» **Selected excerpt**

------

ML Aggarwal Equation of Straight Line Exe-12.2 Class 10 ICSE Maths Solutions. We Provide Step by Step Answer of Exe-12.2 Questions for Equation of Straight Line as council prescribe guideline for upcoming board exam. Visit official Website CISCE for detail information about ICSE Board Class-10.
ML Aggarwal Equation of Straight Line Exe-12.2 Class 10 ICSE Maths Solutions
Board | ICSE |
Subject | Maths |
Class | 10th |
Chapter-12 | Equation of Straight Line |
Writer / Book | Understanding |
Topics | Solutions of Exe-12.2 |
Academic Session | 2024-2025 |
Equation of Straight Line Exe-12.2
ML Aggarwal Class 10 ICSE Maths Solutions
Question- 1
State which one of the following is true : The straight lines y = 3x – 5 and 2y = 4x + 7 are
(i) parallel
(ii) perpendicular
(iii) neither parallel nor perpendicular.
Answer- 1
Slope of line y = 3x – 5 = 3
and slope of line 2y = 4x + 7
⇒ y = 2x + 7/2 = 2.
∴ Slope of both the lines are neither equal nor their product is – 1.
∴ These line are neither parallel nor perpendicular.
Question- 2
If 6x + 5y – 7 = 0 and 2px + 5y + 1 = 0 are parallel lines, find the value of p.
Answer -2
In equation
6x + 5 y – 7 = 0
⇒ 5y = -6x + 7
y = (-6/5) x + 7/5
So, the slope of the line (m1) = -6/5
Again, in equation 2px + 5y + 1 = 0
5y = -2px – 1
y = (-2p/5) x – 1/5
So, the slope of the line (m2) = -2p/5
For these two lines to be parallel
m1 = m2
-6/5 = -2p/5
p = (-6/5) x (-5/2)
Thus, p = 3
Question -3
Lines 2x – by + 5 = 0 and ax + 3y = 2 are parallel. Find the relation connecting a and b.
Answer- 3
In equation 2x – by + 5 = 0
and ax + 3y = 2
If two lines to be parallel then their slopes must be equal.
In equation 2x – by + 5 = 0,
by = 2x + 5
y = (2/b) x + 5/b
So, the slope of the line (m1) = 2/b
And in equation ax + 3y = 2,
3y = -ax + 2
y = (-a/3) x + 2/3
So, the slope of the line (m2) = (-a/3)

------

» **Extracted entries**
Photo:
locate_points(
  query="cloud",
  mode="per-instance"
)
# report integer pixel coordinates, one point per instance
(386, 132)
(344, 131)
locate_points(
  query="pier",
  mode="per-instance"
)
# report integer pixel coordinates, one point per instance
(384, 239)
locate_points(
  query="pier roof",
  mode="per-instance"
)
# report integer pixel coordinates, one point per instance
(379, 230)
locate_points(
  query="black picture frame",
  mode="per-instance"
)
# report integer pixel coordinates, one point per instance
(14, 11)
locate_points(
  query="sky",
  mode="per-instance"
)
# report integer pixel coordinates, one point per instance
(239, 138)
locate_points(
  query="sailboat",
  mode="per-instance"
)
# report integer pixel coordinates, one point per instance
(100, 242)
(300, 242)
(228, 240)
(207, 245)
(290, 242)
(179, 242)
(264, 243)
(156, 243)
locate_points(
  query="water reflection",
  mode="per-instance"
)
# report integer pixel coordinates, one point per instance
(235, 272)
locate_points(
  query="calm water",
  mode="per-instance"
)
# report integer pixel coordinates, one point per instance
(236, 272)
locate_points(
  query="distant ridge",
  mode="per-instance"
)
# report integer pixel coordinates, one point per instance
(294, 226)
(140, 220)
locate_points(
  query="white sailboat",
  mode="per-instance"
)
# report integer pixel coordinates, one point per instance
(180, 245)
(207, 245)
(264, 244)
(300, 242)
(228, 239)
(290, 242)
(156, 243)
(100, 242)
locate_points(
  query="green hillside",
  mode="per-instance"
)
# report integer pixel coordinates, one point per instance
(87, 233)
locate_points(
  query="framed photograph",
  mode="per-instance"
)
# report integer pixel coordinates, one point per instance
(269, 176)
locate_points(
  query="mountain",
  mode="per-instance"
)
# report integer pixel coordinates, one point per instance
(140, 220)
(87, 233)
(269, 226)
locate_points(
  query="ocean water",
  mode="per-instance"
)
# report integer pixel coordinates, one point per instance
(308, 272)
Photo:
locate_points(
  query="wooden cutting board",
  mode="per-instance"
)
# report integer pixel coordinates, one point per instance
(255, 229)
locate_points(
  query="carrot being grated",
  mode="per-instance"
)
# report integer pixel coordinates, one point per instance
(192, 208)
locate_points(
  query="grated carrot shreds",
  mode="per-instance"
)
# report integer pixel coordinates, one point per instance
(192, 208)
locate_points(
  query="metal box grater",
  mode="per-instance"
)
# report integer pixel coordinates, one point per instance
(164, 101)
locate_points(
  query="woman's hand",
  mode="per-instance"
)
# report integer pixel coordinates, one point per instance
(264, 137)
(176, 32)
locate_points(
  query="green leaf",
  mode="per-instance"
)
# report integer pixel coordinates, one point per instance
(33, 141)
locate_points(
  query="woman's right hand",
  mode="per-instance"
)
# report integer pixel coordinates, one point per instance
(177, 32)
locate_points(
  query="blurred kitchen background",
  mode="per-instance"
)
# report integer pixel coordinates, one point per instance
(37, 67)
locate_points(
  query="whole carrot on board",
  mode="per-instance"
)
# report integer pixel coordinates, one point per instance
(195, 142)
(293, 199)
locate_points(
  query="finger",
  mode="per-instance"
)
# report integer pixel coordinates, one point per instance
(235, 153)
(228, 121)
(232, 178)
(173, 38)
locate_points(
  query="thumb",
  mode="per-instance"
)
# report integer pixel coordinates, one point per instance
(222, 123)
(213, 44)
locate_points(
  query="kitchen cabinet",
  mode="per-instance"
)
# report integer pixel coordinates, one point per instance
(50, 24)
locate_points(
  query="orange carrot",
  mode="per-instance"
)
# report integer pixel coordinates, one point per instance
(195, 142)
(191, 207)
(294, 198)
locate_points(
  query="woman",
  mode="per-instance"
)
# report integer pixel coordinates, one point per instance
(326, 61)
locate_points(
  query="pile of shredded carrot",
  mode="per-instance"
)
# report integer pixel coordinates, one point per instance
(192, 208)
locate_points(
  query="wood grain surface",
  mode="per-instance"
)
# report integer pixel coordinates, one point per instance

------

» **Required actions**
1. Shorten the paragraph of the straight-line solutions page that begins "ML Aggarwal Equation of Straight Line Exe-12.2 Class 10 ICSE Maths Solutions. We Provide", keeping its main facts.
2. Write out the straight-line solutions page again from "Thus, p = 3" to "must be equal.", updating it so that "slopes" reads "gradients".
3. Carry on the straight-line solutions page from its final line.

» **Outputs**
1. This page gives step-by-step answers to the Exercise 12.2 questions on the equation of a straight line from ML Aggarwal's Class 10 ICSE Maths. The answers follow the council's guidelines for the upcoming board exam. Details about the ICSE Class 10 board are on the official CISCE website.

2.
Thus, p = 3
Question -3
Lines 2x – by + 5 = 0 and ax + 3y = 2 are parallel. Find the relation connecting a and b.
Answer- 3
In equation 2x – by + 5 = 0
and ax + 3y = 2
If two lines to be parallel then their gradients must be equal.

3.
As the lines are parallel
m1 = m2
2/b = -a/3
6 = -ab
Hence, the relation connecting a and b is ab + 6 = 0
Question -4
If the straight lines 3x – 5y = 7 and 4x + ay + 9 = O are perpendicular to one another, find the value of a (2018)
Answer-4
Given lines are
3x – 5y = 1 ……….(i) and 4x + ay + 9 = 0 …………(ii)
Slope of line (i) (m1) = −(3/−5)=3/5
Slope of line (ii) (m2) = −(4/𝑎)
Also, given that two lines are perpendicular to one and another
∴ (m1) (m2) = – 1
Hence, the value of a = 12/5 .
Question- 5
If the lines 3x + by + 5 = 0 and ax – 5y + 7 = 0 are perpendicular to each other, find the relation connecting a and b.
Answer -5
Given
In the equation 3x + by + 5 = 0
and ax – 5y + 7 = 0 are perpendicular to each other
Then the product of their slopes must be -1.
Slope of line 3x + by + 5 = 0 is,
by = -3x – 5
y = (-3/b) – 5/b
So, slope (m1) = -3/b
And,
The slope of line ax – 5y + 7 = 0 is
5y = ax + 7
y = (a/5) x + 7/5
So, slope (m2) = a/5
As the lines are perpendicular, we have
m1 x m2 = -1
-3/b x a/5 = -1
-3a/5b = -1
-3a = – 5b
3a = 5b
Hence, the relation connecting a and b is 3a = 5b.
Question-6
Is the line through ( – 2, 3) and (4, 1) perpendicular to the line 3x = y + 1 ?
Does the line 3x = y + 1 bisect the join of ( – 2, 3) and (4, 1).
Answer -6
Slope of the line passing through the points
(-2, 3) and (4, 1)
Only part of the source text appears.